* **Text**

# It's getting to that time again.



## Soul boy 68 (Sep 8, 2013)

As per the title to this thread, it's getting closer to prepping up our cars for this fourth coming winter and I think we could be in for a harsh one too, I am planning on doing mine towards the end of September before it starts to get too cold. Starting to replenish some products and I'll be using the tried and trusted Colinte 476 and Nanolex wash coat just for starters. I will also look to seal the whole under carriage also.


----------



## muzzer (Feb 13, 2011)

I plan on doing mine asap, using a wax i am currently testing. Seeing good results from it, my last test of two layers of it showed it protected up to about 34 - 36 weeks from initial application.
Should be getting a new blend to try some time but until then a good couple of coats of this blend should see me through to spring and the good weather again.


----------



## Soul boy 68 (Sep 8, 2013)

muzzer42 said:


> I plan on doing mine asap, using a wax i am currently testing. Seeing good results from it, my last test of two layers of it showed it protected up to about 34 - 36 weeks from initial application.
> Should be getting a new blend to try some time but until then a good couple of coats of this blend should see me through to spring and the good weather again.


What wax is this Muzzer? sounds good.


----------



## Kerr (Mar 27, 2012)

SB, you've triggered all those what winter tyres question now.

* **Exercise instructions**
In the forum thread about preparing cars for winter, how long did muzzer's last test of two layers of wax protect?

* **Information shown**
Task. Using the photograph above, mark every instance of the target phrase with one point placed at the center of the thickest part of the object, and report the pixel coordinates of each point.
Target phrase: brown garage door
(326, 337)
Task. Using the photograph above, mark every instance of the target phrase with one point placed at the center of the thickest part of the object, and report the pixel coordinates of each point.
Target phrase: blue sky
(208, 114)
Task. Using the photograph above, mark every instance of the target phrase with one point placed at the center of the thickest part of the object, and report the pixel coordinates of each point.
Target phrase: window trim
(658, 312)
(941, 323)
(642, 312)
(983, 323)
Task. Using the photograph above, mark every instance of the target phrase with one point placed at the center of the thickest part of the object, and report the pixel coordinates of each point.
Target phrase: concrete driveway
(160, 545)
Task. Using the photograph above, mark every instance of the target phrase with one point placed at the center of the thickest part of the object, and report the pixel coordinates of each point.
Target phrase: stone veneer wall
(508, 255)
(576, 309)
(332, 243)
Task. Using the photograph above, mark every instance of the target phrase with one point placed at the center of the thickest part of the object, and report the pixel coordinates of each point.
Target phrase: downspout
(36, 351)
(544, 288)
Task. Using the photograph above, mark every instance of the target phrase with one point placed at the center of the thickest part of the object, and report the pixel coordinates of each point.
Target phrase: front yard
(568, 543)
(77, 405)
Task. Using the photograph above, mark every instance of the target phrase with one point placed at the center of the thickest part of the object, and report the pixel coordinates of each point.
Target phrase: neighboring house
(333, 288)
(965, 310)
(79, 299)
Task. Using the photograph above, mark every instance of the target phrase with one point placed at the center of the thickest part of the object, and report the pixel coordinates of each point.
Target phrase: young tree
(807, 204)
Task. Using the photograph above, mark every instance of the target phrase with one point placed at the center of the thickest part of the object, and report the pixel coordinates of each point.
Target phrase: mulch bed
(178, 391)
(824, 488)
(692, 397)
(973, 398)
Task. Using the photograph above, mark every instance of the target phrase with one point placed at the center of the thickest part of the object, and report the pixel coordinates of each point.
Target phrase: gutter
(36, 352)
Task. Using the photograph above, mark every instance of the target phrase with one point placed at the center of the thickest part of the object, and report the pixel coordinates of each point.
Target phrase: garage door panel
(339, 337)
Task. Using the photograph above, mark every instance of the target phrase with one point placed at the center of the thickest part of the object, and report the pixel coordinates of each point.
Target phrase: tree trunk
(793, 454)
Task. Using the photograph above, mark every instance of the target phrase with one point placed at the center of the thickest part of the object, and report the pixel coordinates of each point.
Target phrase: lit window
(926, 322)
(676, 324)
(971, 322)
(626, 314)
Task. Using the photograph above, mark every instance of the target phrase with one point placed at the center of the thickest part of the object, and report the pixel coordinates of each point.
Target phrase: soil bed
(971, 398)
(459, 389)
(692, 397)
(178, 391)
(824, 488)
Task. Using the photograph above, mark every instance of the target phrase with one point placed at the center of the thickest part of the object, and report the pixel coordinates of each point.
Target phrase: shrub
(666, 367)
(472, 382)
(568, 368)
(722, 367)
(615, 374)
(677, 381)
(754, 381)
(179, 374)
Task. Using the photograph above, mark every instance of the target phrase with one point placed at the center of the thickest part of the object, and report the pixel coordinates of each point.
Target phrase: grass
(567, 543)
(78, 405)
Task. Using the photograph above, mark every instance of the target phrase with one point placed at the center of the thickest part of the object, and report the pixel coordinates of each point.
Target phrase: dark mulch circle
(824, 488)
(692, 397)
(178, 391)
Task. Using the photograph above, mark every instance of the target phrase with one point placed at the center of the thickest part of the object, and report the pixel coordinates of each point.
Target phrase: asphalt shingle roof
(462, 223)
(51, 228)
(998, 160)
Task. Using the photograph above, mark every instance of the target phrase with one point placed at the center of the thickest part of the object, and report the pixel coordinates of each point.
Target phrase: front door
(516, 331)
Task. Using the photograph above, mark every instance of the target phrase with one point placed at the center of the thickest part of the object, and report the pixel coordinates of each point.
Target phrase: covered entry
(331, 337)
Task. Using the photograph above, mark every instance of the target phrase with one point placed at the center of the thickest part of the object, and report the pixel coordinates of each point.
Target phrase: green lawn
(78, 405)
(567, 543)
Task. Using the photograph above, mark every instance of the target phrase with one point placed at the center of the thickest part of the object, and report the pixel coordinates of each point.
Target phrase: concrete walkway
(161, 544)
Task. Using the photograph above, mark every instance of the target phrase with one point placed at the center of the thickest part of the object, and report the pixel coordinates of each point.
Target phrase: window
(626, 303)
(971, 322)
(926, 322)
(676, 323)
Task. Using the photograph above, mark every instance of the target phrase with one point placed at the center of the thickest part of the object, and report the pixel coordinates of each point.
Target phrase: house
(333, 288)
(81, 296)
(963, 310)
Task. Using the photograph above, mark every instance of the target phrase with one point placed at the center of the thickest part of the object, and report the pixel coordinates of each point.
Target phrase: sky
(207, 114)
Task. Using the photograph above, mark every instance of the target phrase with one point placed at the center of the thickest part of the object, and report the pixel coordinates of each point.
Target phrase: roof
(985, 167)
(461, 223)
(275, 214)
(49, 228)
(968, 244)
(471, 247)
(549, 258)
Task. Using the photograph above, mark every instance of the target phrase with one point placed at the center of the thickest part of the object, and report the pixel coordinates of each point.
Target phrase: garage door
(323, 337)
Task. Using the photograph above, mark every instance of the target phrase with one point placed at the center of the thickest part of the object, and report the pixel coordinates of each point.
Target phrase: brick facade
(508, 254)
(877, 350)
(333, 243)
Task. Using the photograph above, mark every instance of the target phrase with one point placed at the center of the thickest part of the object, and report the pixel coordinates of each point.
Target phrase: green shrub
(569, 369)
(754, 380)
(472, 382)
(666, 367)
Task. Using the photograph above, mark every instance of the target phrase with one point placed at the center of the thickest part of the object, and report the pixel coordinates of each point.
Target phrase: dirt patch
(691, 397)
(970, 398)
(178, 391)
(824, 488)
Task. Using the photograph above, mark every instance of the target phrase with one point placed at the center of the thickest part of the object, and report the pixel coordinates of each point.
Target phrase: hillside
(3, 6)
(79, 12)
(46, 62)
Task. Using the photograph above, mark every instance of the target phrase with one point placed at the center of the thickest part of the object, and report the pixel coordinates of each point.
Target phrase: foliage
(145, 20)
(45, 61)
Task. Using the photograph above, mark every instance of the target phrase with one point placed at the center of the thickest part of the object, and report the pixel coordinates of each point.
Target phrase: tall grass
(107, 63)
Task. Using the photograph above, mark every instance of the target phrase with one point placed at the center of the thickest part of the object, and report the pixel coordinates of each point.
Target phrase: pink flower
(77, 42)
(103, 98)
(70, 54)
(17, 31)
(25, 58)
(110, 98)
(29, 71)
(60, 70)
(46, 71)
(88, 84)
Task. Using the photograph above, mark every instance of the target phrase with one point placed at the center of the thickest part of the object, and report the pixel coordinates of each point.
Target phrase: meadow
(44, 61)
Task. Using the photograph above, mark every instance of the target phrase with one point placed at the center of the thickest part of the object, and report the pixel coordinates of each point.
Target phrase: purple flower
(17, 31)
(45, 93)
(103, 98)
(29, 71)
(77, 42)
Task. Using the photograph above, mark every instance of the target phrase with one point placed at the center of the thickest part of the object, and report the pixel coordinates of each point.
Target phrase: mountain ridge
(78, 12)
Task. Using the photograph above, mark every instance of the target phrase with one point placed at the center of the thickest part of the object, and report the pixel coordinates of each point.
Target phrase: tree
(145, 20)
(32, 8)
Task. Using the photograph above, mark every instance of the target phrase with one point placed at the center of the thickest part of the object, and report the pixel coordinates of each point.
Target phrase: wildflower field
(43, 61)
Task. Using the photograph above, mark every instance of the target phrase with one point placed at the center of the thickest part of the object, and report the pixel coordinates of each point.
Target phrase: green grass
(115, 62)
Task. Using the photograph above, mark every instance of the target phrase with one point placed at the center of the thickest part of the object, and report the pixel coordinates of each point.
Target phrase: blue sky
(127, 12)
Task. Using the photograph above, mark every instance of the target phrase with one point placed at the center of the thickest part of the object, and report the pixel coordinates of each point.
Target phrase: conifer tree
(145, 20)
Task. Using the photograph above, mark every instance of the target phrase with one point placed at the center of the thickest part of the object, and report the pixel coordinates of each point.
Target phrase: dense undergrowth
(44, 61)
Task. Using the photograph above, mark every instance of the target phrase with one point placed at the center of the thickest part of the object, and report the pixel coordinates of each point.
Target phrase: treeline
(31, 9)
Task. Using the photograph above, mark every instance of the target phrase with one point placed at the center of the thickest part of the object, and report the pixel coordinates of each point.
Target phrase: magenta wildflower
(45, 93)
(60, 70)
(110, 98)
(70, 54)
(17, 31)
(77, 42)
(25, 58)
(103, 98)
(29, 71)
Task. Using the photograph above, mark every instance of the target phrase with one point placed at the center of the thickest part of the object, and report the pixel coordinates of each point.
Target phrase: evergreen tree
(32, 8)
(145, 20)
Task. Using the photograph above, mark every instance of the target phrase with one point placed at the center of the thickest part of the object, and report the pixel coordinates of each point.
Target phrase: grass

* **Answer**
Up to about 34 to 36 weeks from initial application.